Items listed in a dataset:
********
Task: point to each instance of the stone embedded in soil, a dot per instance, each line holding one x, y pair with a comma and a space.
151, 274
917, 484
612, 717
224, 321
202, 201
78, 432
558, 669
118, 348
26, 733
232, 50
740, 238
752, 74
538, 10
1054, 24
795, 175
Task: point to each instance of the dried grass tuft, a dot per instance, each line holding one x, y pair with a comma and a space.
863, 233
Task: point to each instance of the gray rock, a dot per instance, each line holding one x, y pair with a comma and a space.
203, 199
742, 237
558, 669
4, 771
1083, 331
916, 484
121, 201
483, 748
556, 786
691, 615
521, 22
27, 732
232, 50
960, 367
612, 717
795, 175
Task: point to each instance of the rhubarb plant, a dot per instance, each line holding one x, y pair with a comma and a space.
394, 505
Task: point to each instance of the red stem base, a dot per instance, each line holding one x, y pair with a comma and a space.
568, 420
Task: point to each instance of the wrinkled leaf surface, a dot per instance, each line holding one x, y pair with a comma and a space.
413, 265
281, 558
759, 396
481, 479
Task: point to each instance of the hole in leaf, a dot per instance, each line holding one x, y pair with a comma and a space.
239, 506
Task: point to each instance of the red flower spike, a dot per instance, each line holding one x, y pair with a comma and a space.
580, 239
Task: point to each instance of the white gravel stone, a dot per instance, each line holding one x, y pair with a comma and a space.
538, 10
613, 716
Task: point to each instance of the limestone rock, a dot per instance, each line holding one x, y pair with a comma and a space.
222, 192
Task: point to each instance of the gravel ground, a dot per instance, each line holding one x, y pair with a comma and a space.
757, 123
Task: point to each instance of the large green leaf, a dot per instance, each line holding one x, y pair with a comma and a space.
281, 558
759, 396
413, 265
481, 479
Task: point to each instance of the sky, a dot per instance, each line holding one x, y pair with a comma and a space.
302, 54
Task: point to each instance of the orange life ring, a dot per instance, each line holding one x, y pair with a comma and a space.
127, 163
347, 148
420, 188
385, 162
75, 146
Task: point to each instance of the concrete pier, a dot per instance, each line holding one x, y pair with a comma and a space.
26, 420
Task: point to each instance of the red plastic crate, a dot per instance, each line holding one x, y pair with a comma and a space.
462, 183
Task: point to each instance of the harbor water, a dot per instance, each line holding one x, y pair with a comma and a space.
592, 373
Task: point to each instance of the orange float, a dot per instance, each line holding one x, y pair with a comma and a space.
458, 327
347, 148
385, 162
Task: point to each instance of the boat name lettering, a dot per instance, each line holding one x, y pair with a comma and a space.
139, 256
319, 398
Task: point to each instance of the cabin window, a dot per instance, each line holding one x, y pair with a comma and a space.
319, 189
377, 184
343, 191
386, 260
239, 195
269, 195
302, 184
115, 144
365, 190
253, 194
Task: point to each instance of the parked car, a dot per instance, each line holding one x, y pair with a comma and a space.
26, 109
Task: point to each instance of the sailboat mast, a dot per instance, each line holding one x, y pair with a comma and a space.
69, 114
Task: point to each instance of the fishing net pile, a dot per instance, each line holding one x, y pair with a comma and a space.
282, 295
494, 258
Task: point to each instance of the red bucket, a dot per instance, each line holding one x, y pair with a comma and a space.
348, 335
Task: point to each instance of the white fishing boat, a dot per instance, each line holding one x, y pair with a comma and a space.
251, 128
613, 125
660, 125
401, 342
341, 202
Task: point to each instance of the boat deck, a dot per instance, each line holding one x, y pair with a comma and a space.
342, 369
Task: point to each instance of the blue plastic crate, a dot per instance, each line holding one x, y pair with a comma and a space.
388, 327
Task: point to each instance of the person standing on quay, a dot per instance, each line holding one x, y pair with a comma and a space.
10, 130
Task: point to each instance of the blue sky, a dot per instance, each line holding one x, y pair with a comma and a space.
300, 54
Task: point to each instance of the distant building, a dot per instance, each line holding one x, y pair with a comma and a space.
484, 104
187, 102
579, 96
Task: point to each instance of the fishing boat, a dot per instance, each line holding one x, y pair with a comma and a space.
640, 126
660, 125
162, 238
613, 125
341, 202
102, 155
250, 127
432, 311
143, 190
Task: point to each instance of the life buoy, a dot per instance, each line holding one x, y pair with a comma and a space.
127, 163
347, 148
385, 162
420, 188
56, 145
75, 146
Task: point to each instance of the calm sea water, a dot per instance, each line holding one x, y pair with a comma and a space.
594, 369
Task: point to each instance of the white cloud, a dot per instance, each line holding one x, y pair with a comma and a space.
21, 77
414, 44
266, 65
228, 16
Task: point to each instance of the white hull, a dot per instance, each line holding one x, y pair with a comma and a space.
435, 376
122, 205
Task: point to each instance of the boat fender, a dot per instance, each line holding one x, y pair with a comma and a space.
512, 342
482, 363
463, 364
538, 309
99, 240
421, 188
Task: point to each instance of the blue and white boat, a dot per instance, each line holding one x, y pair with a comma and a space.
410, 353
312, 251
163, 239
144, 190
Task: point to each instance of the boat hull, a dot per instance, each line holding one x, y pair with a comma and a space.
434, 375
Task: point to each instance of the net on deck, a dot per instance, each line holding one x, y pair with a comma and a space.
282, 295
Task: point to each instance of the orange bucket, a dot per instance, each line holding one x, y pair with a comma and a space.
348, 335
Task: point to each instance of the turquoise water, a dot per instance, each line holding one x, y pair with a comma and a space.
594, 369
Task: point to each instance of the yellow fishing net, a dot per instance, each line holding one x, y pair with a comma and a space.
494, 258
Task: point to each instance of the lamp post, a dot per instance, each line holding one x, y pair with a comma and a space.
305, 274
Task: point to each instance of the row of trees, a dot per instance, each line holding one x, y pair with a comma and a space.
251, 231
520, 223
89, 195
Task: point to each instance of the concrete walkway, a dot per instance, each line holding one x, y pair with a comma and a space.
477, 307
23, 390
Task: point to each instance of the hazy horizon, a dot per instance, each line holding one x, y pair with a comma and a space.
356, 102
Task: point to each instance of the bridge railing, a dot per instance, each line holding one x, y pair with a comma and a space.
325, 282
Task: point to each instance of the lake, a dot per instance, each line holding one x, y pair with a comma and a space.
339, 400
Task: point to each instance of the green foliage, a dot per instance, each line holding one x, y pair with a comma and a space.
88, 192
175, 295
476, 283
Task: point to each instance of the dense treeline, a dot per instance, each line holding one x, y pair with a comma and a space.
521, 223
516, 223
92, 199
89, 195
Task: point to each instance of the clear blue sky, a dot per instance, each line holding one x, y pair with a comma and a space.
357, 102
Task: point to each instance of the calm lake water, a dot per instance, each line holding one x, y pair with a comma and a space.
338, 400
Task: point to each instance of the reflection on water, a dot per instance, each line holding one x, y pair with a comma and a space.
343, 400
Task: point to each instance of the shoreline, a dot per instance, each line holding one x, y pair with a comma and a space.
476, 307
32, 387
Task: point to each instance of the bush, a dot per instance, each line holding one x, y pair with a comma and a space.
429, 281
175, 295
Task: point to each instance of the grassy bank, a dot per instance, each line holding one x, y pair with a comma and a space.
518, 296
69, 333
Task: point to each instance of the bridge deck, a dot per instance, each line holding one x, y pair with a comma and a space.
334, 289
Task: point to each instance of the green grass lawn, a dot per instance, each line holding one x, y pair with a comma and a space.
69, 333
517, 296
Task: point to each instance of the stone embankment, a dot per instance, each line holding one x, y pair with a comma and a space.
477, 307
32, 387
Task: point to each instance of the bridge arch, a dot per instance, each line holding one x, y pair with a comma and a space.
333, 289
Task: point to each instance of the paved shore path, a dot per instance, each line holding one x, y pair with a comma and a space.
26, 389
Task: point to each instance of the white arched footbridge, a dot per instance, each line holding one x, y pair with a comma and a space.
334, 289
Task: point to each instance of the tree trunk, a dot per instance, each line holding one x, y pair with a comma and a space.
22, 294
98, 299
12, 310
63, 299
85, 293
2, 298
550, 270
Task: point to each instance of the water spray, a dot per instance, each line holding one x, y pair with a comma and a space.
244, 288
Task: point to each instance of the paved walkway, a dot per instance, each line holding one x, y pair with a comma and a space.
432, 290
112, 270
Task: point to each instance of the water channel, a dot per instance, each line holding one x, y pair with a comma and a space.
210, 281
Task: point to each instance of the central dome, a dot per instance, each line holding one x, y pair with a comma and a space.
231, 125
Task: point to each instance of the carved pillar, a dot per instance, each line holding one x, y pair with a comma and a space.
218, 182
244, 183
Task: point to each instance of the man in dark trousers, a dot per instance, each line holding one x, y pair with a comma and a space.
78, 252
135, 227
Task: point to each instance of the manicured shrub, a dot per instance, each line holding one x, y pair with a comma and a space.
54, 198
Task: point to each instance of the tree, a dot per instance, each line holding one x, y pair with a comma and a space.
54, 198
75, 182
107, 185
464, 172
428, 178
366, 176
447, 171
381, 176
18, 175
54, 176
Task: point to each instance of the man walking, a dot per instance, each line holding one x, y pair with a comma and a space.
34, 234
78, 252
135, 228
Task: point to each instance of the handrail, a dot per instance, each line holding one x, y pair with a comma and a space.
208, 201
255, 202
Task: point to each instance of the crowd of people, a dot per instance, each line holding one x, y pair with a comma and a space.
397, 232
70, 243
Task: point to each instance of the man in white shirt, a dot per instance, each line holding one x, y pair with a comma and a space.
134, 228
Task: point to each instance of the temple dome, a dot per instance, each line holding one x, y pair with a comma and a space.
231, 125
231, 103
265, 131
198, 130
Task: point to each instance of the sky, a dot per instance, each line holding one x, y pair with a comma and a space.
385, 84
********
* **Your instructions**: Return exactly the lines from the line bearing "Task: point to each instance of the carved" to the end of the records, inclusive of both; include no other lines.

* **Answer to this problem**:
Task: point to each instance of the carved pillar, a dot per instance, each line holding one x, y pair with a comma and a space.
218, 182
244, 183
Task: point to each instance of the man in dark trousers, a dot per instance, each line holding one x, y pair with a comma and a space.
78, 252
135, 227
Task: point to each instance of the manicured shrub, a dot per instance, each line holding one x, y pair with a comma and a space.
54, 198
Task: point to each instance of the tree, a dot per instance, each line holding one x, y pair with a comma and a space.
54, 198
75, 182
107, 185
464, 172
428, 178
366, 176
447, 171
381, 176
18, 175
54, 176
Task: point to each instance of the man walking, a dot per instance, each line holding one x, y pair with a comma and a space.
34, 234
78, 252
135, 228
Task: point to each instance of the handrail, a dot per instance, each line holding one x, y pair with a comma and a space.
208, 201
255, 202
Task: point to each instance of the crowd of people, a dot per instance, each line holding one x, y pair with a comma and a space.
397, 232
70, 243
Task: point to each instance of the man in white shirt, a dot per instance, each line holding one x, y pair with a comma and a space.
134, 228
Task: point to each instance of the temple dome, a dot per instance, each line holding one x, y pair with a comma and a space.
231, 125
231, 103
265, 131
198, 130
Task: point to each instance of the sky, a dot per instance, each line holding one x, y pair with a comma and a space.
385, 84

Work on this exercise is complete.